:: Text for analysis ::

I have been anti-International indexes for awhile. I’ve advocated leaning on the large cap SP500 index the last couple of years at this point in the market cycle (post bull top… bubble).
COVID stimulus poured into financial prices and stimmy checks boosted demand and thus corporate profits. It was all inefficiently overdone but it helped cover up the pre-COVID financial crisis at the end of 2019 when the Fed pumped over $4 trillion into the Repo market… did anyone notice?
Here is 2021 for TSP funds in a single chart. The SP500 wins.
While the large corporations plan to burn $900 billion in cash on buying back their own stock on the open markets in 2022 because I guess they have no business ideas to invest in, the small caps are loaded with debt. I would stick with large companies until the bubbles pop.
Gov’t deficit = Corporate Profits + Trade Deficit + Savings
Our massive Gov’t deficit explains temporary high corporate profits, the large trade deficit and the so-called high savings rate that you read about.
The 2022 reversal in Gov’t deficits will normalize (shrink) profits, savings and the trade deficit sometime in 2022.
There is more of course, but I think this along with a reversal in Fed policy explains the riskier small caps pullback which is telling us 2022 may not look like the last few years.

:::
:: Excerpted records ::

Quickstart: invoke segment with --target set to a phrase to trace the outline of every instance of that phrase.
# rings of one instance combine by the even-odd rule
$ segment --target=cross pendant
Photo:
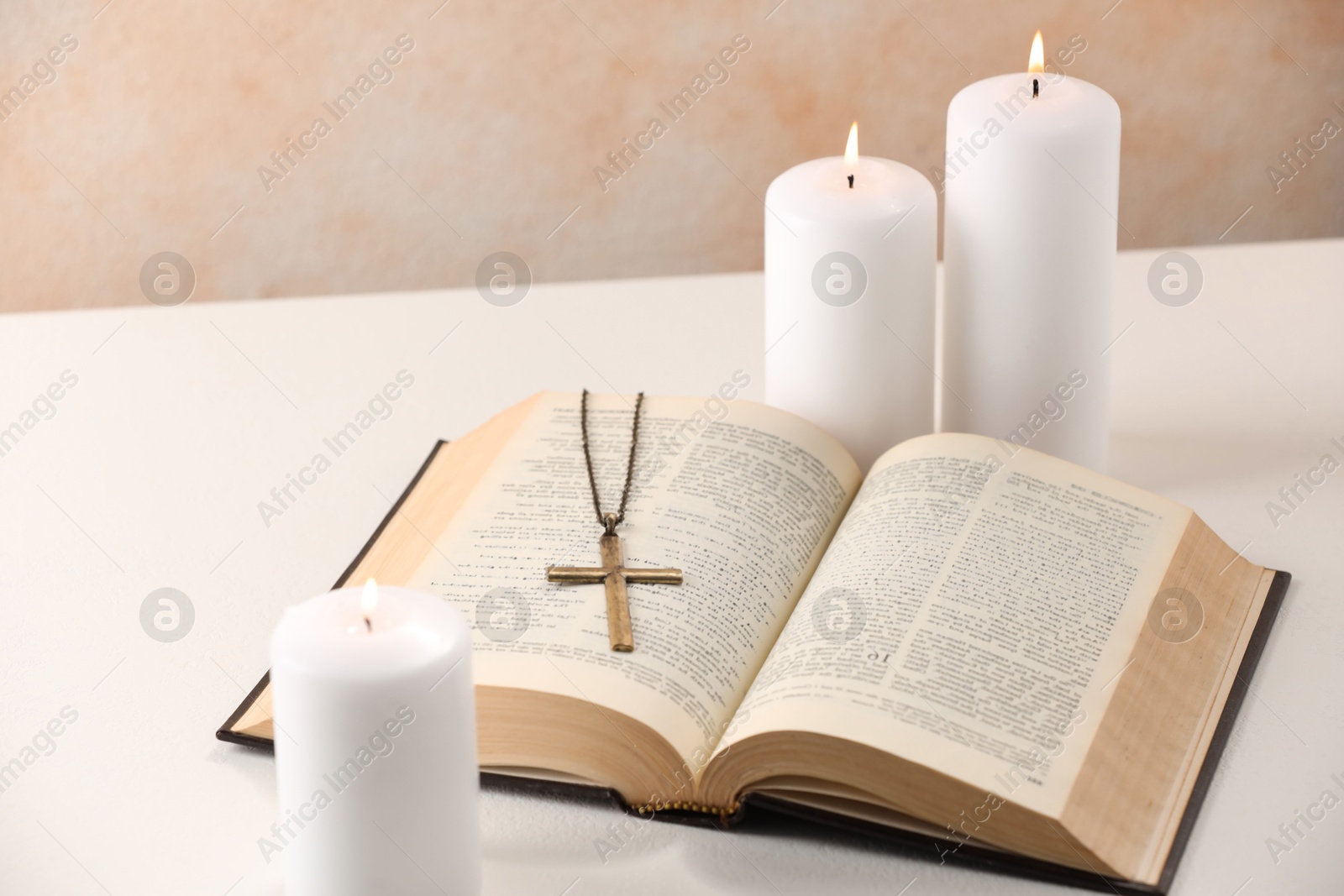
[[[634,650],[634,630],[630,626],[630,598],[625,590],[626,582],[650,584],[681,584],[681,571],[671,568],[636,568],[624,566],[621,557],[621,536],[616,533],[613,517],[606,520],[606,532],[599,540],[602,566],[599,567],[547,567],[546,580],[564,584],[606,584],[606,630],[612,638],[612,650],[632,653]]]

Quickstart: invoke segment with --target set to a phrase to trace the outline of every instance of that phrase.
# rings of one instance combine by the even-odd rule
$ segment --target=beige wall
[[[930,171],[948,101],[1021,70],[1038,27],[1047,51],[1082,35],[1067,71],[1120,102],[1122,249],[1216,242],[1247,207],[1223,242],[1344,235],[1344,134],[1266,175],[1344,126],[1337,0],[105,1],[0,7],[0,90],[35,87],[0,124],[3,310],[144,302],[163,250],[192,301],[462,286],[497,250],[538,281],[759,269],[775,175],[853,118],[866,154]],[[24,81],[66,34],[55,79]],[[391,83],[337,121],[323,103],[402,34]],[[734,35],[727,82],[672,122],[659,103]]]

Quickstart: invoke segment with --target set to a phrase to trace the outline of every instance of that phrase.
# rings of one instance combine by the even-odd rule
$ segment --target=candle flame
[[[359,599],[359,611],[366,618],[378,609],[378,583],[370,579],[364,583],[364,594]]]
[[[1031,59],[1027,60],[1027,71],[1044,71],[1046,70],[1046,47],[1042,44],[1040,32],[1031,39]]]

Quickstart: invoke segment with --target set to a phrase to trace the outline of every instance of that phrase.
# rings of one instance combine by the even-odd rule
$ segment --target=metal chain
[[[589,486],[593,489],[593,509],[597,521],[607,535],[616,535],[616,527],[625,521],[625,505],[630,501],[630,484],[634,481],[634,450],[640,445],[640,410],[644,407],[644,392],[634,399],[634,424],[630,427],[630,457],[625,462],[625,488],[621,489],[621,508],[616,513],[602,513],[602,501],[597,496],[597,477],[593,474],[593,450],[587,438],[587,390],[579,400],[579,427],[583,431],[583,462],[589,470]]]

:::

(Exercise instructions):
The market commentary on TSP funds and government deficits contains an equation beginning "Gov’t deficit =". List every term on the right-hand side of that equation.

(Completed exercise):
- Corporate Profits
- Trade Deficit
- Savings